Natural language region descriptions
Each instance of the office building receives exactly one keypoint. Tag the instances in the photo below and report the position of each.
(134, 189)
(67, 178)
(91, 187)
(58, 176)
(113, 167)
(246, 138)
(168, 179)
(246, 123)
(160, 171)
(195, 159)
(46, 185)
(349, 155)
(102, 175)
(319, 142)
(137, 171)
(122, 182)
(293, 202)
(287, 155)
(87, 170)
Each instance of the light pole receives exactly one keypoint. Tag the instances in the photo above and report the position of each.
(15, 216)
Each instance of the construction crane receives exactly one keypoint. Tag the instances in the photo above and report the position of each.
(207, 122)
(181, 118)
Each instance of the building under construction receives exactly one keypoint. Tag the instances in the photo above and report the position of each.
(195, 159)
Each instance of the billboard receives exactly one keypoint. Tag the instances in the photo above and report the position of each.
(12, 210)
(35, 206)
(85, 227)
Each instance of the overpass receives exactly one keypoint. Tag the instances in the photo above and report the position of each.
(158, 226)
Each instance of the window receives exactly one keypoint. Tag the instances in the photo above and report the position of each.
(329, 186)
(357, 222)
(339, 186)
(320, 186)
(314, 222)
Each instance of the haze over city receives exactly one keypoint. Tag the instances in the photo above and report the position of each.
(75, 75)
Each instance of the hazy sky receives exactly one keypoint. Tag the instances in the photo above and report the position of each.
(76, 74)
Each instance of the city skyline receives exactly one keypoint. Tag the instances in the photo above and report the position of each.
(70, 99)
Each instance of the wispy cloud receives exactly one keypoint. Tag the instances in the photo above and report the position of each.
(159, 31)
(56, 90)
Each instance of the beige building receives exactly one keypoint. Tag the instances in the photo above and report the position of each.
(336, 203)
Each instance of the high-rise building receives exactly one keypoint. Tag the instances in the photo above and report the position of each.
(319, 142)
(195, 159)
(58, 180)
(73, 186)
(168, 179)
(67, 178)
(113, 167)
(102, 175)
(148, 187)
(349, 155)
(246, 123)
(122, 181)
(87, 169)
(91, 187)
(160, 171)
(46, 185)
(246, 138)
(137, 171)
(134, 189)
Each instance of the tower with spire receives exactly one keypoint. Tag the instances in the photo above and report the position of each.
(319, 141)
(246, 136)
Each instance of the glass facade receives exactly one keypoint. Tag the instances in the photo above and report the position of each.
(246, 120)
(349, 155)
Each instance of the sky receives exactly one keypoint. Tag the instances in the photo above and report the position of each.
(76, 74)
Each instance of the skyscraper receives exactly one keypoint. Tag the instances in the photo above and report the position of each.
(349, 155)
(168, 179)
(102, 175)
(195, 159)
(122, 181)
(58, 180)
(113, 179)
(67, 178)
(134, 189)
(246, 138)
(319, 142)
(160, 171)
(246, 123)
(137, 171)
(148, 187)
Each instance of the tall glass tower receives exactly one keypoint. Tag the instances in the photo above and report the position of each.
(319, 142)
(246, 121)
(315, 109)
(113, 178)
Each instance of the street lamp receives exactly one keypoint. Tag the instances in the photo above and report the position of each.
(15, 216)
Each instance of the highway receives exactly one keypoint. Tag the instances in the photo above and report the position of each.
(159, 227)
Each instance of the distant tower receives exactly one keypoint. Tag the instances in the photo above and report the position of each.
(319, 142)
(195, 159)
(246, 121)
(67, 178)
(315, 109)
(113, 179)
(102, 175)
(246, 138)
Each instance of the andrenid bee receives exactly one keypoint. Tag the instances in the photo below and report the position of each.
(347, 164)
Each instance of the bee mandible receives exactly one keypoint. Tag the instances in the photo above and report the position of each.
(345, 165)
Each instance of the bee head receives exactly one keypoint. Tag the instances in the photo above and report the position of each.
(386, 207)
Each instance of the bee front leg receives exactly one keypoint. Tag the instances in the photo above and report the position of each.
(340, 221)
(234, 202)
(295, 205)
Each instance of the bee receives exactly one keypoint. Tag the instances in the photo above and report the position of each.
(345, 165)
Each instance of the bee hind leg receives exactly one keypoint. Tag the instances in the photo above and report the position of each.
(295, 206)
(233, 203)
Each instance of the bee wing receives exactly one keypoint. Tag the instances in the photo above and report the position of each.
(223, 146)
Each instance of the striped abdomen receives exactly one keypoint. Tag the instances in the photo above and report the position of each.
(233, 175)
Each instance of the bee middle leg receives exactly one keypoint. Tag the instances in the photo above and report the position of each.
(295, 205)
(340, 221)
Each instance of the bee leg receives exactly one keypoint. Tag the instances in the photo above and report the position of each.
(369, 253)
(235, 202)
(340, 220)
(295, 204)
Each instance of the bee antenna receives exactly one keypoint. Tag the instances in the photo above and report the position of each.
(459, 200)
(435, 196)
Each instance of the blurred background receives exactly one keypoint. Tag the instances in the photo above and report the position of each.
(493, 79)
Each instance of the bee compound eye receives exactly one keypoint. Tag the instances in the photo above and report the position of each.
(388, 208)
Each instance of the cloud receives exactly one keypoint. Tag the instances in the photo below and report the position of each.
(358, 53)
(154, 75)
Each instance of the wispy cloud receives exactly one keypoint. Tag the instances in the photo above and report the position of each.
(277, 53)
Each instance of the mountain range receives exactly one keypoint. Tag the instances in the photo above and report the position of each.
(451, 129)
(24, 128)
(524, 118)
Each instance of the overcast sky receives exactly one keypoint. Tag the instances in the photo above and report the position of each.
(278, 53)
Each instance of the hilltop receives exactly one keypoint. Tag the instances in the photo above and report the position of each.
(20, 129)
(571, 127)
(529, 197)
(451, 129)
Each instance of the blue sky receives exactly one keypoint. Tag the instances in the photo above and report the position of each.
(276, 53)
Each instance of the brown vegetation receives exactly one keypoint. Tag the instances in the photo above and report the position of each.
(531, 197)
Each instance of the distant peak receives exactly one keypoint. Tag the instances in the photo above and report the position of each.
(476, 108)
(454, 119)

• Exercise objective: Copy each line of the data above exactly as it appears.

• Answer box:
Each instance of the office building receives exactly one keypoint. Tag the instances in the photo below and report the position of each.
(134, 189)
(67, 178)
(91, 187)
(58, 176)
(113, 167)
(246, 138)
(168, 179)
(246, 123)
(160, 171)
(195, 159)
(46, 185)
(349, 155)
(102, 175)
(319, 142)
(137, 171)
(122, 182)
(293, 202)
(287, 155)
(87, 170)
Each instance of the light pole receives exactly one keypoint. Tag the instances in the photo above and report the position of each.
(15, 216)
Each instance of the construction crane receives exactly one keypoint. Tag the instances in the photo above and report the position of each.
(207, 122)
(181, 118)
Each instance of the building under construction receives exactly one keypoint. Tag the instances in the photo above and report the position of each.
(195, 159)
Each instance of the billboard receives exactly one keypoint. Tag the instances in the photo above and report the position of each.
(12, 210)
(35, 206)
(85, 227)
Each instance of the overpass receives exactly one keypoint. Tag the instances in the photo above and report the position of each.
(158, 226)
Each instance of the window receives exactly one keypoint. Tag the instances in the photo above and report the position of each.
(329, 186)
(357, 222)
(339, 186)
(320, 186)
(314, 222)
Each instance of the haze over city receives exactly one keypoint. Tag the instances in the photo above and report the position of each.
(75, 75)
Each instance of the hazy sky receives exactly one keypoint. Tag the instances in the photo above and report the position of each.
(76, 74)
Each instance of the city skyline receives exactly one keypoint. Tag the instances in the photo above and report the position of each.
(70, 99)
Each instance of the wispy cloud receives exactly one keypoint. Tag the instances in the photo above and report the position of each.
(159, 31)
(56, 90)
Each instance of the beige building receives exactly one keypoint. Tag the instances in the photo above and report the position of each.
(336, 203)
Each instance of the high-rise building receives exactly one keypoint. Tag the instances in the photo above and report the position of each.
(319, 142)
(195, 159)
(58, 180)
(73, 186)
(168, 179)
(67, 178)
(113, 167)
(102, 175)
(148, 187)
(349, 155)
(246, 123)
(122, 181)
(87, 169)
(91, 187)
(160, 171)
(46, 185)
(246, 138)
(137, 171)
(134, 189)
Each instance of the tower with spire receives exactly one keypoint. Tag the instances in the photo above and report the position of each.
(319, 141)
(246, 136)
Each instance of the glass facade receives exactly one keypoint. Tag the instances in the photo above and report the position of each.
(246, 120)
(349, 155)
Each instance of the sky receives exactly one keypoint. Tag the instances in the photo above and report the position of each.
(76, 74)
Each instance of the skyscraper receives exactly one keypoint. Tag the instances in the photo above and report the position of each.
(349, 155)
(168, 179)
(102, 175)
(195, 159)
(122, 181)
(58, 180)
(113, 179)
(67, 178)
(134, 189)
(246, 138)
(319, 142)
(160, 171)
(246, 123)
(137, 171)
(148, 187)
Each instance of the tall glass tower receives exactly one keypoint. Tag the instances in the photo above and report the position of each.
(319, 142)
(246, 121)
(315, 109)
(113, 178)
Each instance of the street lamp receives exactly one keypoint. Tag the instances in the photo above and report the position of each.
(15, 216)
Each instance of the highway receives exactly one keypoint. Tag the instances in the photo above and report the position of each.
(159, 227)
Each instance of the distant tower receives exactly one keypoint. Tag the instances in the photo above and report the position of each.
(319, 142)
(195, 159)
(246, 121)
(67, 178)
(315, 109)
(113, 179)
(102, 175)
(246, 138)
Each instance of the andrenid bee receives exactly one keypoint. Tag the instances in the photo below and report the position of each.
(347, 164)
Each instance of the bee mandible receives exactly one keypoint. Tag the instances in the photo above and report the position of each.
(345, 165)
Each instance of the bee head receives exactly one keypoint. Tag the instances in the photo above and report the position of each.
(386, 207)
Each instance of the bee front leg receives exactly one keypoint. Tag the instances in the photo above and report the position of each.
(340, 221)
(234, 202)
(295, 205)
Each instance of the bee receives exactly one keypoint. Tag the instances in the photo above and report the position of each.
(345, 165)
Each instance of the bee hind leg receives exactly one keypoint. Tag the instances in the photo above and report the position of each.
(295, 206)
(233, 203)
Each instance of the bee wing receives exactly one keypoint. Tag the instances in the photo above and report the position of each.
(223, 146)
Each instance of the striped abdomen receives exactly one keypoint. Tag the instances in the photo above and report the position of each.
(233, 175)
Each instance of the bee middle leg receives exactly one keypoint. Tag the instances in the photo above and report the position of each.
(295, 205)
(340, 221)
Each instance of the bee leg receives exactly one keypoint. Tag the instances in the photo above and report the position of each.
(369, 253)
(235, 202)
(340, 220)
(295, 204)
Each instance of the bee antenna receives exactly one keypoint. Tag the instances in the photo above and report the position of each.
(459, 200)
(435, 196)
Each instance of the blurred background receives exactly one keypoint. Tag the instances in the photo above and report the position of each.
(493, 79)
Each instance of the bee compound eye receives exactly one keypoint. Tag the instances in the photo above and report the position of each.
(388, 208)
Each instance of the cloud receives exactly one keypoint. Tag the instances in the photo below and report the position of each.
(358, 53)
(154, 75)
Each instance of the wispy cloud receives exactly one keypoint. Tag the instances in the photo above and report the position of each.
(277, 53)
Each instance of the mountain range receives exactly one keypoint. Tag the instances in the photo above and report the position of each.
(451, 129)
(24, 128)
(524, 118)
Each instance of the overcast sky receives exactly one keypoint. Tag the instances in the photo above and report the position of each.
(278, 53)
Each instance of the hilltop receives exactly one keypoint. Tag the instances in the photo above and report the position of each.
(20, 129)
(571, 127)
(529, 197)
(451, 129)
Each instance of the blue sky receives exactly one keypoint. Tag the instances in the photo above and report the position of each.
(276, 53)
Each instance of the brown vegetation receives exactly one keypoint. Tag the instances in the photo above and report the position of each.
(531, 197)
Each instance of the distant peak receives exactly one keypoint. Tag the instances in the photo above and report the position of each.
(476, 108)
(454, 119)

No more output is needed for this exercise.